QUOTED TEXT:
The six members of PIMCO’s Global Advisory Board, a team of world-renowned macroeconomic thinkers and former policymakers, recently joined the discussion at PIMCO’s annual Secular Forum, where they addressed critical factors likely to shape the global economy over the three- to five-year horizon. The board’s insights constitute a valuable input into PIMCO’s investment process. The discussion below is distilled from their far-ranging conversation.
Q: What is the outlook for U.S. growth, business sentiment and monetary policy over the secular horizon?
A: Tailwinds supporting continued U.S. growth, at least over the early part of the secular timeframe, include the synchronized global recovery, accommodative financial conditions, tax reform, the regulatory environment and the fiscal policy impulse. Demographics are a drag on growth, but over time we could see productivity begin to improve.
“If tightening financial conditions do some of the Fed’s work for it, then it doesn’t have to be quite as aggressive on short rates.”
- Ben Bernanke
Recent tax reform, along with a more business-friendly regulatory environment, could boost U.S. business confidence significantly. The move to a territorial tax system helps businesses make capital allocation decisions based on efficiency and strategy, not just tax awareness – and they now feel they’re on a more level playing field relative to their non-U.S. peers. And while we’re not necessarily seeing a significant rollback of regulation, the absence of any prospect for substantial further regulation removes a major source of uncertainty for many businesses. In the longer term, however, the significant increase in the deficit implied by recent policy changes will likely reduce U.S. fiscal “space” and the government’s ability to respond to new challenges.
Inflation is increasing in the U.S., but only moderately. The Federal Reserve believes the Phillips curve is quite flat, meaning that low unemployment won’t necessarily translate into an acceleration in inflation. Moreover, the Fed appears willing to accept a modest overshoot of its inflation target. Accordingly, we expect the Fed will continue to raise rates gradually, though it may overshoot neutral at some point. The Fed has reasonable policy tools to respond to the next economic downturn, which could feasibly arrive over the secular horizon, provided the recession is not too deep. However, given the Fed’s limited room to cut rates and the reduced scope for fiscal expansion, a more severe recession would challenge policymakers.
Q: What are China’s longer-term economic goals now that the leadership has consolidated power? And how could developments in China affect the global economy and trade relations?
A: China’s leadership, united under President Xi Jinping, has a clear sense of direction and the will to pursue its objectives. Xi has a timeline for increasing China’s economic strength and influence over a span of decades, including the goal that by 2049 (the 100th anniversary of the founding of the People’s Republic), China will be a fully developed, rich and powerful country with a GDP per capita similar to Germany’s today. Three additional policy priorities over the next several years are to eliminate poverty, reduce pollution by imposing environmental standards and control risk in the financial system.

OBJECTIVE A: Edit the data records from the line containing "[mark] the pink" through the end of the records, inclusive, replacing "garland" with "wreath" and leaving everything else unchanged. Leave the pictures out of your answer.

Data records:
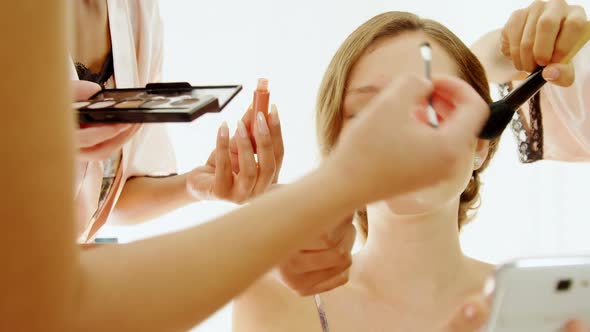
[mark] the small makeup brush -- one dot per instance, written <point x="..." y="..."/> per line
<point x="426" y="53"/>
<point x="502" y="111"/>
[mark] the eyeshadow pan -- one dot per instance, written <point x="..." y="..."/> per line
<point x="80" y="104"/>
<point x="185" y="102"/>
<point x="134" y="103"/>
<point x="154" y="103"/>
<point x="102" y="104"/>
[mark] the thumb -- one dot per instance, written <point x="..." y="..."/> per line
<point x="470" y="317"/>
<point x="560" y="74"/>
<point x="84" y="90"/>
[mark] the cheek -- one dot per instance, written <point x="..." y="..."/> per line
<point x="429" y="198"/>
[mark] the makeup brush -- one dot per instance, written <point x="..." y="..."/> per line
<point x="502" y="111"/>
<point x="426" y="53"/>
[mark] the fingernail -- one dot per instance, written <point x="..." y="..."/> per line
<point x="224" y="130"/>
<point x="469" y="311"/>
<point x="551" y="73"/>
<point x="262" y="126"/>
<point x="242" y="129"/>
<point x="274" y="116"/>
<point x="124" y="127"/>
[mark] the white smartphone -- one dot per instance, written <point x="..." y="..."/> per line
<point x="539" y="294"/>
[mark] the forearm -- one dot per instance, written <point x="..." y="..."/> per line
<point x="177" y="280"/>
<point x="498" y="68"/>
<point x="38" y="250"/>
<point x="145" y="198"/>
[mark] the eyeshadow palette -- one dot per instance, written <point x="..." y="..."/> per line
<point x="157" y="102"/>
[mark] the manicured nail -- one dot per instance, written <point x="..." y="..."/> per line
<point x="262" y="126"/>
<point x="224" y="130"/>
<point x="469" y="311"/>
<point x="551" y="73"/>
<point x="274" y="116"/>
<point x="242" y="129"/>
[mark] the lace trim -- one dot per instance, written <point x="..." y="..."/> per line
<point x="529" y="140"/>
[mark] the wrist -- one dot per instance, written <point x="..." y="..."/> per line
<point x="337" y="183"/>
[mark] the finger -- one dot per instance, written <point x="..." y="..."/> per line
<point x="266" y="156"/>
<point x="92" y="136"/>
<point x="527" y="42"/>
<point x="223" y="169"/>
<point x="470" y="110"/>
<point x="247" y="163"/>
<point x="84" y="90"/>
<point x="470" y="318"/>
<point x="548" y="28"/>
<point x="572" y="28"/>
<point x="233" y="146"/>
<point x="248" y="117"/>
<point x="304" y="284"/>
<point x="560" y="74"/>
<point x="306" y="262"/>
<point x="277" y="140"/>
<point x="514" y="30"/>
<point x="330" y="284"/>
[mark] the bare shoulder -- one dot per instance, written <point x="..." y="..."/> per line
<point x="268" y="306"/>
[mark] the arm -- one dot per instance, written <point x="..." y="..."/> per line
<point x="543" y="34"/>
<point x="144" y="198"/>
<point x="175" y="281"/>
<point x="498" y="67"/>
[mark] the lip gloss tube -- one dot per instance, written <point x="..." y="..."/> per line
<point x="260" y="104"/>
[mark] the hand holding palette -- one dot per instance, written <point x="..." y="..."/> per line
<point x="157" y="102"/>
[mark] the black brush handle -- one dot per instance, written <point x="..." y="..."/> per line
<point x="502" y="111"/>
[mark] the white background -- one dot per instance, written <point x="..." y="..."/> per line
<point x="527" y="209"/>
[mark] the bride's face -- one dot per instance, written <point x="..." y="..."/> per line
<point x="382" y="62"/>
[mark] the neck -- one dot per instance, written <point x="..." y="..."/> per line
<point x="406" y="254"/>
<point x="92" y="33"/>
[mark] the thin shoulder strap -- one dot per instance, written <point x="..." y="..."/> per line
<point x="322" y="314"/>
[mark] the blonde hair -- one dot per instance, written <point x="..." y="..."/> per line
<point x="329" y="116"/>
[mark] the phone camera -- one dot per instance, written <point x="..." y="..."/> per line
<point x="564" y="285"/>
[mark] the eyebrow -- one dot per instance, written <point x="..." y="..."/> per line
<point x="370" y="89"/>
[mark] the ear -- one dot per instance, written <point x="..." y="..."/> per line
<point x="481" y="152"/>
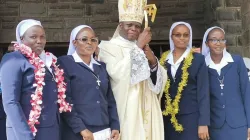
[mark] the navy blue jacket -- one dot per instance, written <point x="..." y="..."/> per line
<point x="17" y="79"/>
<point x="93" y="105"/>
<point x="195" y="96"/>
<point x="232" y="103"/>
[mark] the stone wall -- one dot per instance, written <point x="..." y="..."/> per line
<point x="60" y="16"/>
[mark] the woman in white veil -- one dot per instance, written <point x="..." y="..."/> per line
<point x="185" y="102"/>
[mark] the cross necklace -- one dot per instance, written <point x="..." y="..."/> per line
<point x="97" y="79"/>
<point x="221" y="82"/>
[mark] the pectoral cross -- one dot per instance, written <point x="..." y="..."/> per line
<point x="98" y="82"/>
<point x="221" y="86"/>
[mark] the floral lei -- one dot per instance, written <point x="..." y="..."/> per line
<point x="36" y="98"/>
<point x="172" y="108"/>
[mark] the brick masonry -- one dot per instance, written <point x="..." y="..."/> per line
<point x="59" y="17"/>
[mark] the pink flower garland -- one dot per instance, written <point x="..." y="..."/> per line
<point x="36" y="98"/>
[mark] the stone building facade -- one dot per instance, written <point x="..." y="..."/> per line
<point x="59" y="17"/>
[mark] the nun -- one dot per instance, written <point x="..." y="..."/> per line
<point x="94" y="113"/>
<point x="32" y="90"/>
<point x="185" y="102"/>
<point x="229" y="89"/>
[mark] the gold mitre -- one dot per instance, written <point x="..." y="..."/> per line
<point x="131" y="10"/>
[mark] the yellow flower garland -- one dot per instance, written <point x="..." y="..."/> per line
<point x="172" y="108"/>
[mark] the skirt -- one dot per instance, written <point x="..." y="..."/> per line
<point x="228" y="133"/>
<point x="189" y="123"/>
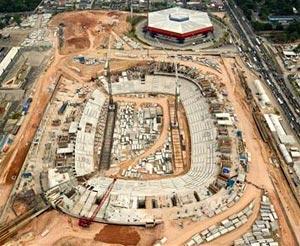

OBJECTIVE B: Write out the passage of the economic outlook text between "A: Tailwinds supporting" and "begin to improve.", inclusive.

WORKED ANSWER A:
[mark] the pink flower wreath -- one dot per instance, written <point x="..." y="..."/> per line
<point x="36" y="98"/>
[mark] the stone building facade -- one dot per instance, written <point x="..." y="..."/> per line
<point x="59" y="17"/>
[mark] the nun -- one dot per instance, written <point x="..." y="..."/> per line
<point x="94" y="113"/>
<point x="32" y="90"/>
<point x="185" y="102"/>
<point x="229" y="89"/>
[mark] the gold mitre -- one dot per instance, written <point x="..." y="..."/> per line
<point x="131" y="10"/>
[mark] the yellow flower wreath -- one dot per instance, written <point x="..." y="..."/> per line
<point x="172" y="108"/>
[mark] the skirt -- one dot per instance, written <point x="..." y="..."/> per line
<point x="228" y="133"/>
<point x="189" y="123"/>

WORKED ANSWER B:
A: Tailwinds supporting continued U.S. growth, at least over the early part of the secular timeframe, include the synchronized global recovery, accommodative financial conditions, tax reform, the regulatory environment and the fiscal policy impulse. Demographics are a drag on growth, but over time we could see productivity begin to improve.